Convert everything from the line containing "the snake body" down to the line containing "of the leaf", both included, into a numbered list, leaving out any blank lines.

EXERCISE INPUT
********************

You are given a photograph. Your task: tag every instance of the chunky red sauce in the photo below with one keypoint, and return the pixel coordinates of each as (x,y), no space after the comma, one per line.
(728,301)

********************

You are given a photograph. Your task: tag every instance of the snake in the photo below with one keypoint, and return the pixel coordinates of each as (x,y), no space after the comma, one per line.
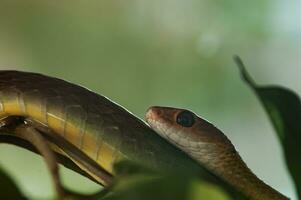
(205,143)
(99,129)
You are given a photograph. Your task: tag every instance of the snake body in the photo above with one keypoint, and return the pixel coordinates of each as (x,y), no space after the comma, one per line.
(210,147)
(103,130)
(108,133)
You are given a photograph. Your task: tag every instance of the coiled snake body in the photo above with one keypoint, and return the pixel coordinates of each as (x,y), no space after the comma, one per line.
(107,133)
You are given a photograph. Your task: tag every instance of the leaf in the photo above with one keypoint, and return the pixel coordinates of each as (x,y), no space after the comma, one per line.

********************

RESULT OF THIS TASK
1. You are given a photograph. Your task: tag every instance of the snake body in the photo above with one keypoint, and return the pixel coordinates of each as (x,y), no space after the comma, one per line.
2. (210,147)
3. (103,130)
4. (108,133)
5. You are given a photograph. Your task: tag every instance of the coiled snake body in the photo above with one keypoint, and return the pixel coordinates of each as (x,y), no space after the comma, one per line.
6. (107,133)
7. You are given a photograph. Your task: tag every instance of the leaf in the photo above with one keypoint, and return the pixel coordinates of each as (x,y), no space after the comma, one per line.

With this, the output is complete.